--- Supplied information ---

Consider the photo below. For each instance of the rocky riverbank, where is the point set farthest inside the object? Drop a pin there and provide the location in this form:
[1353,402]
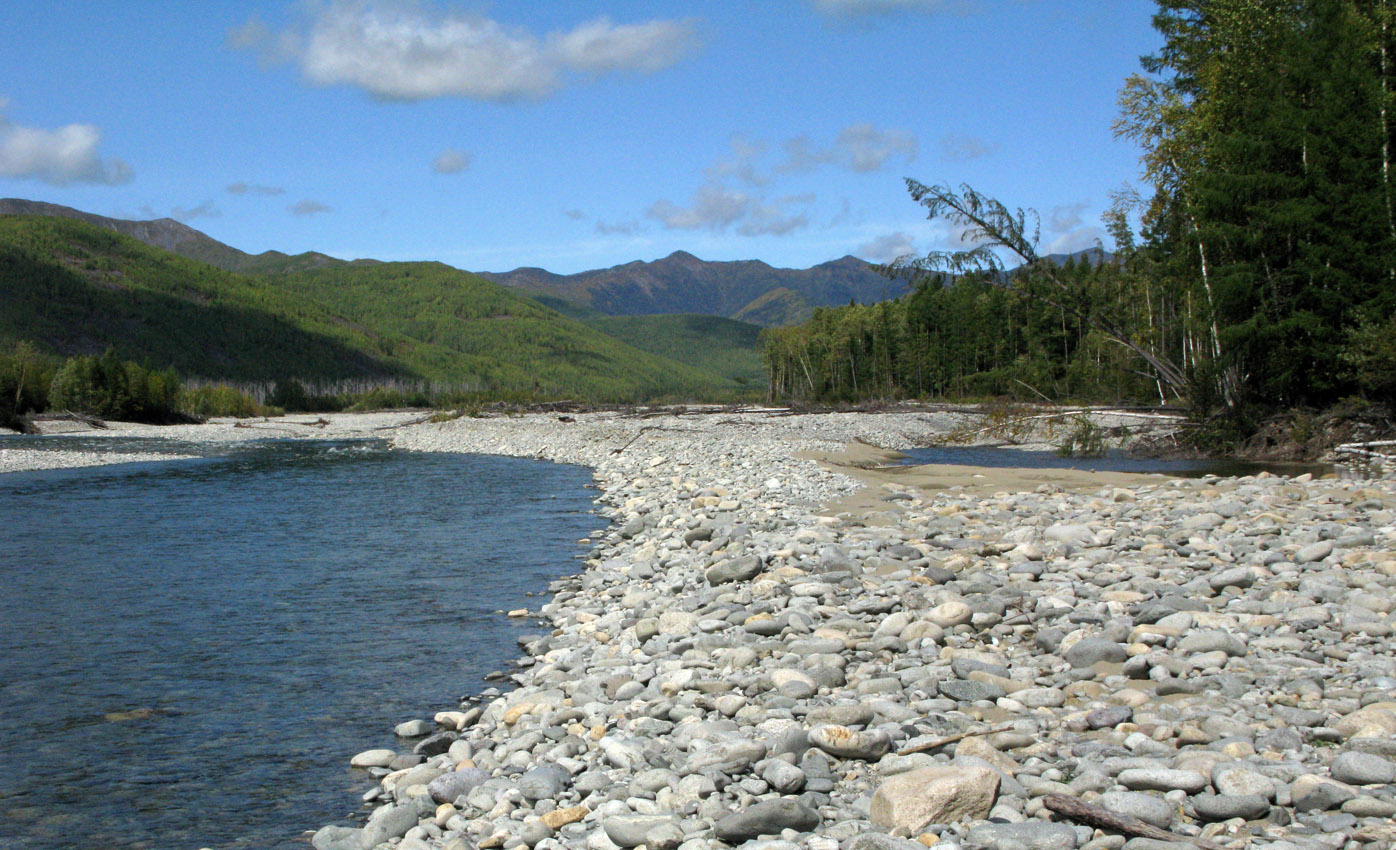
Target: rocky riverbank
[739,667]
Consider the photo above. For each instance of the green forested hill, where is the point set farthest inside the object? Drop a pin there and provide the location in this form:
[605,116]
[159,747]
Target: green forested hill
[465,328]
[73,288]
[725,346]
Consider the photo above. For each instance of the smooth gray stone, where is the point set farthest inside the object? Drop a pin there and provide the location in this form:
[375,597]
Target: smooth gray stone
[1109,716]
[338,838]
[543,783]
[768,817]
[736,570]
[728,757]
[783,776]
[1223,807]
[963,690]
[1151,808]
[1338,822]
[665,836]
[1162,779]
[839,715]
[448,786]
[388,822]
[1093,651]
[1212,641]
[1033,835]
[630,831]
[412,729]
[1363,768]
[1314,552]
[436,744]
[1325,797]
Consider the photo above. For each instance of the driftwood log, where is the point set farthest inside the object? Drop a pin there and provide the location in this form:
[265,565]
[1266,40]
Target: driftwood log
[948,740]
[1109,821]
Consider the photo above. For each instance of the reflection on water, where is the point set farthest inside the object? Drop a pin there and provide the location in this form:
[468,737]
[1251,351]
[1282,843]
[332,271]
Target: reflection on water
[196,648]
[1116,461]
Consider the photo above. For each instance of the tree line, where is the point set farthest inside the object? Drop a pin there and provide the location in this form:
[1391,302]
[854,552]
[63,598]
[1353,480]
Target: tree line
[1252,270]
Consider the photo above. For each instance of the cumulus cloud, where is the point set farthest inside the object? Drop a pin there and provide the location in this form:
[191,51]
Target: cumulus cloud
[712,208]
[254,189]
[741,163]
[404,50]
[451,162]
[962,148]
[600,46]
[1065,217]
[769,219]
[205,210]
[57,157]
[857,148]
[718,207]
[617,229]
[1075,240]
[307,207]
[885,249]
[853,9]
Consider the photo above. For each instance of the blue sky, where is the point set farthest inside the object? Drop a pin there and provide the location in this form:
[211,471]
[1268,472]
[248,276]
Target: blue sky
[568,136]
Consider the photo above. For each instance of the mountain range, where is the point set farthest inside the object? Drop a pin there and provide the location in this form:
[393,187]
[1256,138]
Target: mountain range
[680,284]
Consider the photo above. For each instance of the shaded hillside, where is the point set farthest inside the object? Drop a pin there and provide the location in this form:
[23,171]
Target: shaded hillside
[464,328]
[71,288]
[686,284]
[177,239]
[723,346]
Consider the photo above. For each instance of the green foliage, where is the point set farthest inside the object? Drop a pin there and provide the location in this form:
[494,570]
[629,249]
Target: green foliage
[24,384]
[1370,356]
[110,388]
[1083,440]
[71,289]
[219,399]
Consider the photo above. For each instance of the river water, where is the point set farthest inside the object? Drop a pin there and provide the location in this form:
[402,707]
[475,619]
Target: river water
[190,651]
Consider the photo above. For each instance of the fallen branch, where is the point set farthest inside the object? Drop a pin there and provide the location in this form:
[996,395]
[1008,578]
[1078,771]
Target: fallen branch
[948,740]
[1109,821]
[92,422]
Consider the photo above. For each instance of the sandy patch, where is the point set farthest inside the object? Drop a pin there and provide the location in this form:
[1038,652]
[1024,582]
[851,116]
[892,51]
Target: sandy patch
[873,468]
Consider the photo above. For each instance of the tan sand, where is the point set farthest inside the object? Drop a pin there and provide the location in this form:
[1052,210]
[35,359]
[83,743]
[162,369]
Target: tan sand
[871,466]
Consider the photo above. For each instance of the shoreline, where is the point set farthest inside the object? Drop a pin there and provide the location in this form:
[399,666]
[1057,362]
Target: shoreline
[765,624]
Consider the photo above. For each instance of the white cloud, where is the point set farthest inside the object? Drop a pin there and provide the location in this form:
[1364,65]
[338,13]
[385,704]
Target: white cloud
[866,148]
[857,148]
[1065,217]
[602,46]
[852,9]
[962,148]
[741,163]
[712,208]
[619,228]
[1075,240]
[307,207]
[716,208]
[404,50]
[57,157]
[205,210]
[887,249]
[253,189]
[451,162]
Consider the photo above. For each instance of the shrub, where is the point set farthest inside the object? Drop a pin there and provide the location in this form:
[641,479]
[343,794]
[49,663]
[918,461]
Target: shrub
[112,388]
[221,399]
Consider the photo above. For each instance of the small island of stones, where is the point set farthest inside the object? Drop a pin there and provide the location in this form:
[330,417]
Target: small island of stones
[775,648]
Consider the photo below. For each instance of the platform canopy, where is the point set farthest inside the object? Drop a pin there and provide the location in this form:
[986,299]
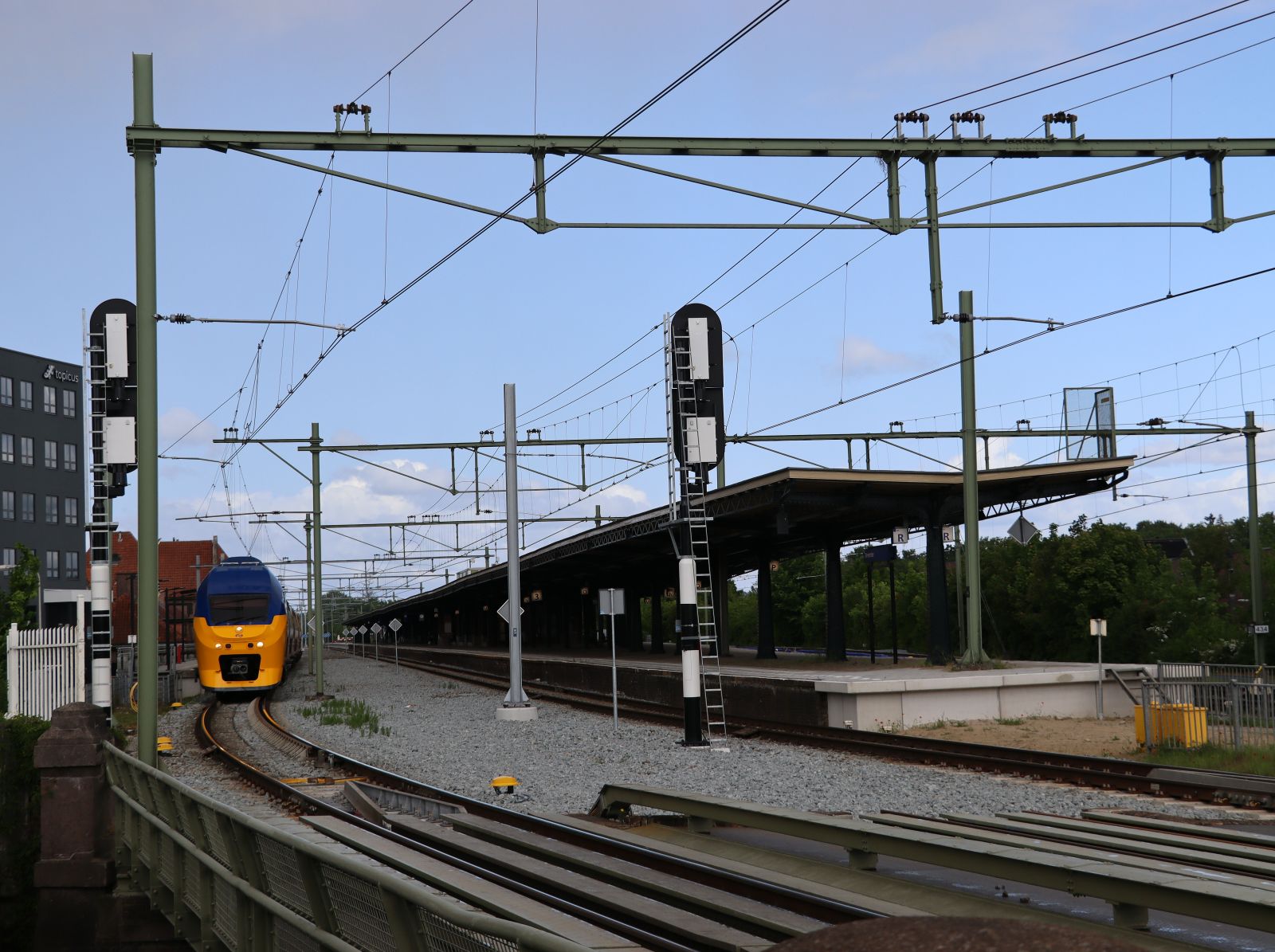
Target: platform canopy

---

» **To be done**
Write out every one of the rows above word for word, leaving the pictures out.

» **Output below**
Consider the photo below. For each instance of the rocky riverbank, where is the point set farthest inside the object? Drop a pin there and provide the location in this form:
[1353,402]
Target: rocky riverbank
[739,667]
Consider the photo above. For each instance of the green forested hill, where is the point set farthest inside the object? Drop a pin there and provide the location in this form:
[605,116]
[159,747]
Target: green forested hill
[465,328]
[73,288]
[725,346]
Consider the photo above. For each instance of the smooth gray stone, where is the point set farthest inside the object? Drop a pin there and provide the location in this form:
[375,597]
Target: smooth gray stone
[1109,716]
[338,838]
[543,783]
[768,817]
[736,570]
[728,757]
[783,776]
[1223,807]
[963,690]
[1151,808]
[1338,822]
[665,836]
[1162,779]
[839,715]
[448,786]
[388,822]
[1093,651]
[1212,641]
[1033,835]
[630,831]
[412,729]
[1363,768]
[1314,552]
[436,744]
[1325,797]
Consider the photo above. For each instance of the driftwood log, where is the point set farthest inside the object? Drop a pin there and provide the location in this form:
[265,565]
[1266,40]
Target: driftwood log
[948,740]
[1109,821]
Consider the photo above. For each instance of the reflection on water, where is the point set farthest inside the object? Drop a pin there and provide the location in this form:
[468,737]
[1251,351]
[1282,843]
[332,271]
Target: reflection on water
[196,648]
[1116,461]
Consider the photo above. For each instance of the tree line, where is the point set farthest inside the object? Drop a pin there and provide the location in this form:
[1391,302]
[854,552]
[63,598]
[1353,480]
Target: tree line
[1252,270]
Consider the photo above. For each instance of the cumulus cloud, where is the point set farthest inside the object? Drop a pin there and provide the location in this form:
[191,51]
Target: cumulus cloud
[712,208]
[254,189]
[741,163]
[404,50]
[451,162]
[962,148]
[600,46]
[1065,217]
[769,219]
[205,210]
[57,157]
[857,148]
[718,207]
[617,229]
[1075,240]
[307,207]
[885,249]
[853,9]
Consider the photo above. For each instance of the blue sky, where is the point set farthest inside the object? Drop a pin there and provide the location in this form:
[211,471]
[1268,472]
[248,276]
Target: blue sky
[568,136]
Consider the photo above. For each instance of the mountain range, where is the point set farthest inside the object? Drop a pin there and provide the location in this form:
[393,187]
[1256,138]
Target: mountain range
[680,284]
Consider the photo above. For each instance of the shaded hillside, where is the point set farthest inside the object? Drop a pin there and provide the location in this form:
[23,171]
Target: shaded hillside
[464,328]
[71,288]
[686,284]
[177,239]
[723,346]
Consider the photo above. For each instance of the green foliage, where is the point set farthest inside the object? Drop a pin there and provide the location in this form:
[494,570]
[629,249]
Target: green foliage
[24,384]
[1370,356]
[110,388]
[1083,440]
[71,289]
[219,399]
Consider the photo above. For each instance of the river water, where is the point set farthest inside the object? Drop a pin there and provide the location in this form:
[402,707]
[475,619]
Target: river water
[190,651]
Consider the photo above. For each instance of the fallen branch, where is the point set farthest inside the object? Drop a pin there and provide the location in this form:
[996,395]
[1008,578]
[1078,771]
Target: fallen branch
[948,740]
[1109,821]
[92,422]
Consider the photo above. For each instance of the sandy patch, where is the point set farthest inside the object? Drop a pin there and provide the location in this form:
[1038,652]
[1024,582]
[851,116]
[892,51]
Target: sandy patch
[873,468]
Consider the photo above. For each instance of the tan sand, where is the point set farthest inside the object? Drop a pin there and provide the location in this form:
[1052,210]
[35,359]
[83,743]
[162,369]
Target: tan sand
[871,466]
Consider the photo above. For each instance of the shoreline, where is the point set farthest inside the object? Drop a pin there and provide the location in this form:
[399,666]
[1057,362]
Target: shoreline
[765,624]
Consider the photo above. For each instance of the white cloud, where is the point set farthest inside the object? Drop a pin there and provide the location in this form:
[1364,65]
[338,13]
[385,704]
Target: white cloud
[866,148]
[857,148]
[1065,217]
[602,46]
[852,9]
[962,148]
[741,163]
[712,208]
[619,228]
[1075,240]
[307,207]
[716,208]
[404,50]
[57,157]
[205,210]
[887,249]
[253,189]
[451,162]
Consider the photo above. For each instance of the shrub, where is the point set farthest inside the object? Drop a pin there and provide the location in this form:
[641,479]
[343,794]
[49,663]
[918,461]
Target: shrub
[112,388]
[221,399]
Consider the photo above. For each instance of the small island of stones, where is the point set farthest inside the object? Drop a pin there and provide the location in this form:
[330,417]
Target: small island of stones
[775,648]
Consider the photo below. For each instance of the platform canopy, where is the point set farthest inside the object? Drop a pin there and provide the location in this form:
[986,299]
Target: platform canopy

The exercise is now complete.